----- DATA LINES -----
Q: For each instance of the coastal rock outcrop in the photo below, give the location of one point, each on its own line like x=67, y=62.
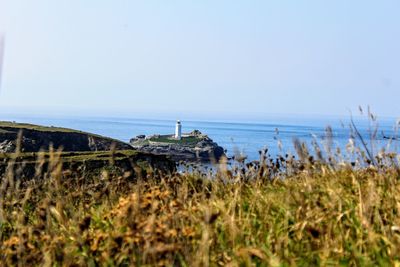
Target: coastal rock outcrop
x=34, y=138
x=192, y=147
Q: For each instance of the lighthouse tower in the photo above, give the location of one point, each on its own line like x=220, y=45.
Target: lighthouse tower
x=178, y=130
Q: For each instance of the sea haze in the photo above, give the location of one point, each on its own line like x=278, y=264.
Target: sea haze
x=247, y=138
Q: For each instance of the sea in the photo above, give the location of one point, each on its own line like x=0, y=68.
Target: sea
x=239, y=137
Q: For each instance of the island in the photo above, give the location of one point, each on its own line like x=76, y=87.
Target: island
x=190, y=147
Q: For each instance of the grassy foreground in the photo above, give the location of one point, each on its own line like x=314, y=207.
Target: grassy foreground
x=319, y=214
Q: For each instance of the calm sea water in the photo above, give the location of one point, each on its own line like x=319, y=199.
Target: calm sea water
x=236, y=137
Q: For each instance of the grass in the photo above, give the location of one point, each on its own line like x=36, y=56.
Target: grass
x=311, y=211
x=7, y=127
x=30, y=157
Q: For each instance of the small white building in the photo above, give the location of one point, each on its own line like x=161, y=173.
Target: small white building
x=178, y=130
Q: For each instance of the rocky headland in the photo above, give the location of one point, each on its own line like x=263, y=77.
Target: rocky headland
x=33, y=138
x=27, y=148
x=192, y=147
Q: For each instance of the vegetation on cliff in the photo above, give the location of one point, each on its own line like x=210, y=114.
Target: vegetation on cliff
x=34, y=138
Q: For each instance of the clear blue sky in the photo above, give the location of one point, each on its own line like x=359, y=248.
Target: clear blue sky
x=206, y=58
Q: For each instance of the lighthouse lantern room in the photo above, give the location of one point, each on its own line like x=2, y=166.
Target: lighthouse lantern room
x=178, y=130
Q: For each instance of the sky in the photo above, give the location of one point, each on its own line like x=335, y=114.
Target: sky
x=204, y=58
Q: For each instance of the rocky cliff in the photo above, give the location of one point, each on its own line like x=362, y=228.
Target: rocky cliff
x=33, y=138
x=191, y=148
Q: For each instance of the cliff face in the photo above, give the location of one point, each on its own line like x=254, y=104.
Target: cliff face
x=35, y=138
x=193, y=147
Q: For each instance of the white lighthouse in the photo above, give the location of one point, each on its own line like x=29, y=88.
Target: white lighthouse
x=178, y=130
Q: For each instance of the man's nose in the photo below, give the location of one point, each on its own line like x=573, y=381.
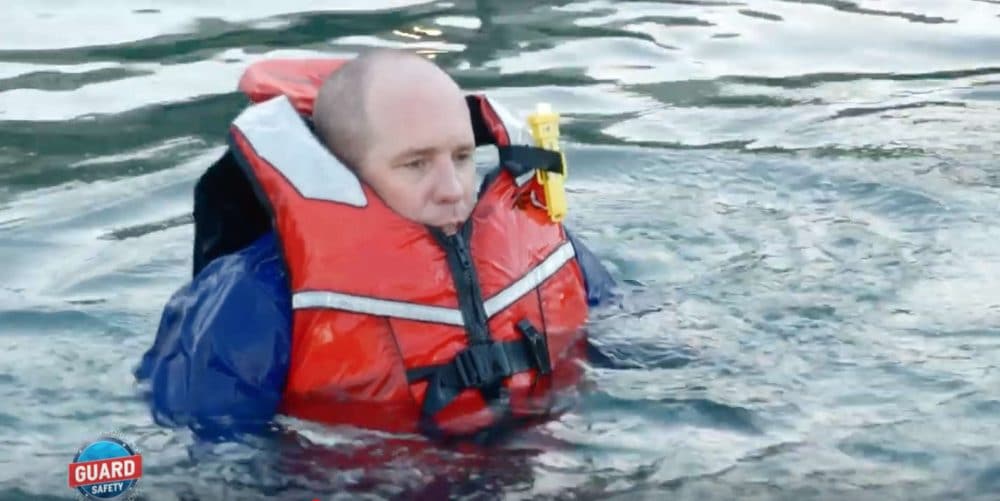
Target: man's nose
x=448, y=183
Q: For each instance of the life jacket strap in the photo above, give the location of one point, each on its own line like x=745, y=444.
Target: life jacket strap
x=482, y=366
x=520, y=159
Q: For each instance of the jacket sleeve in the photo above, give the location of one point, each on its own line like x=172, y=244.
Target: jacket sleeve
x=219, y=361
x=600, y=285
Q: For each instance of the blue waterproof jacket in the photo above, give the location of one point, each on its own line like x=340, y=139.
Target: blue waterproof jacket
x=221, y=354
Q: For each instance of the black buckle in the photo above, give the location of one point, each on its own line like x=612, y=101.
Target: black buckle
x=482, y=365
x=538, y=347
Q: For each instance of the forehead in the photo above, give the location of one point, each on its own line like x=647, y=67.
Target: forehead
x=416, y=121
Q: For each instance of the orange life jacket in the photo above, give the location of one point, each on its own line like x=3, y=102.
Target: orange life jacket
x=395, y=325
-----
----- DATA LINES -----
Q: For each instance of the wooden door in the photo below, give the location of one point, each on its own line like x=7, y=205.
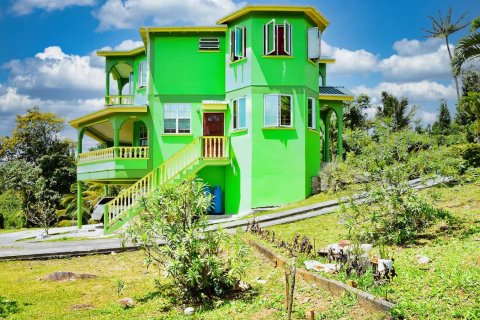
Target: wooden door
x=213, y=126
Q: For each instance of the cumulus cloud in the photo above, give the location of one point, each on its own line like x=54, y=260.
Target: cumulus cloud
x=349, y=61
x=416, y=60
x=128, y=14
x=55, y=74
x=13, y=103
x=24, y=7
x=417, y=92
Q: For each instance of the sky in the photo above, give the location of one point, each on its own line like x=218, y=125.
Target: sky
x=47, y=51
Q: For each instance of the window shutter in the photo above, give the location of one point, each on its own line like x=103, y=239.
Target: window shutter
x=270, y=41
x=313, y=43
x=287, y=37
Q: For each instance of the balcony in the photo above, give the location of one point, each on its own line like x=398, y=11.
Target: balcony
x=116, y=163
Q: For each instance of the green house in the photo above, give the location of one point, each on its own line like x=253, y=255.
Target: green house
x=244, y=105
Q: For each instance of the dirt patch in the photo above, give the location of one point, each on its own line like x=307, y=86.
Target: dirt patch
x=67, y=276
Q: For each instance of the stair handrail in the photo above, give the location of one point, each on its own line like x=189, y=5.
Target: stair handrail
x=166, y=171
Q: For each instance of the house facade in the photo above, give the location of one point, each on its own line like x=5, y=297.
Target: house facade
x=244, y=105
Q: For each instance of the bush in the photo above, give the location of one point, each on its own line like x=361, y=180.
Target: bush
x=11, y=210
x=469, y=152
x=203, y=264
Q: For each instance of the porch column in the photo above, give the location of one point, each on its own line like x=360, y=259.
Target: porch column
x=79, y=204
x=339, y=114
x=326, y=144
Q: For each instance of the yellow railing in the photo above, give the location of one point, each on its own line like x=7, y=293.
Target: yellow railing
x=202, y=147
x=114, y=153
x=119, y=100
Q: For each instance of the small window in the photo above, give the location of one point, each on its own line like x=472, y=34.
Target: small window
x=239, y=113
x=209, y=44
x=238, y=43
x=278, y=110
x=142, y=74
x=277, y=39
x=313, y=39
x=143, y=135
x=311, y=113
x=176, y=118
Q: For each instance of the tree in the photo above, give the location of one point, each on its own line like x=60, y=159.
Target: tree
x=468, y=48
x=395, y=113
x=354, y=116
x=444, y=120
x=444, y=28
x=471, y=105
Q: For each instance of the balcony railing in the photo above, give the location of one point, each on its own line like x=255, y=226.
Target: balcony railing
-----
SHORT EXERCISE:
Rewrite the records starting with the line that contains "Q: For each instance of the dirt" and going on through the line that contains "x=203, y=264", putting "banister" in place of "stair handrail" and leaving everything else unchanged. Give only those lines.

RESULT FOR THIS TASK:
Q: For each instance of the dirt patch in the photo above, give the location of one point, each on its own line like x=307, y=86.
Target: dirt patch
x=67, y=276
Q: For each instance of the banister in the photo above, give the location of one point, each on its own line like x=189, y=5.
Target: banister
x=166, y=171
Q: For each instance of the house facade in the photo above, give the location of one point, each on its own line like x=5, y=297.
Target: house facade
x=244, y=105
Q: For each instance of the bush in the photo above, give the location of one point, each on its own line like x=361, y=180.
Target: bush
x=11, y=210
x=469, y=152
x=203, y=264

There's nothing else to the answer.